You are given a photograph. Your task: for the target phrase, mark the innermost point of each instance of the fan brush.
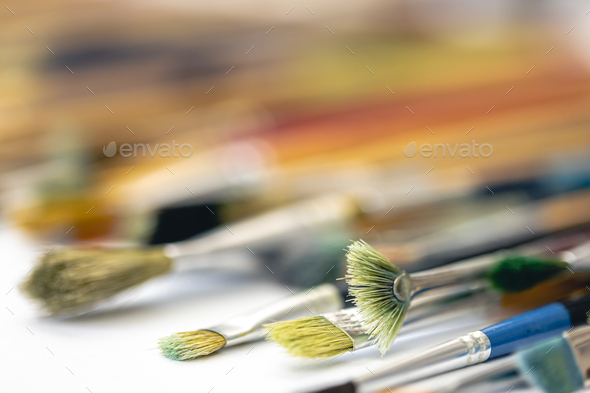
(329, 335)
(383, 292)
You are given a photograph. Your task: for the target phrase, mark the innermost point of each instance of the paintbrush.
(383, 292)
(332, 334)
(556, 365)
(243, 328)
(69, 280)
(492, 342)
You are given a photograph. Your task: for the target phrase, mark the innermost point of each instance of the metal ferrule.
(463, 351)
(578, 257)
(437, 302)
(321, 299)
(455, 273)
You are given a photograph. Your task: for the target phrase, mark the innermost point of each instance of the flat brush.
(383, 292)
(492, 342)
(70, 280)
(242, 328)
(332, 334)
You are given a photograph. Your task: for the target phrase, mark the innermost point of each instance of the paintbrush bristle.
(520, 272)
(313, 337)
(370, 277)
(71, 280)
(191, 345)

-=-=-=-=-

**Exercise goal**
Put every line of the records above into a numbered list, skipping blank lines and leaving out the pictures.

**Problem solution**
1. You are given a photograph. Your task: for the target phrase, mark the innermost point of each instance of the fan brush.
2. (329, 335)
3. (383, 292)
4. You are given a photograph. Your task: for the target phrase, mark the innermost point of each instance of the paintbrush.
5. (383, 292)
6. (332, 334)
7. (556, 365)
8. (243, 328)
9. (69, 280)
10. (492, 342)
11. You are given a photograph. Your task: for the target phrase, mark the innermost point of each instance of the metal ferrule.
12. (463, 351)
13. (578, 257)
14. (437, 302)
15. (321, 299)
16. (455, 273)
17. You are given a photograph. Your task: for the target phrase, mark the innermost point of each instance of the flat brush.
18. (383, 292)
19. (492, 342)
20. (70, 280)
21. (242, 328)
22. (332, 334)
23. You are given a photograph. Your task: for the target phrase, mark the innermost point of each instance of the paintbrush bristle.
24. (520, 272)
25. (313, 337)
26. (370, 277)
27. (71, 280)
28. (191, 345)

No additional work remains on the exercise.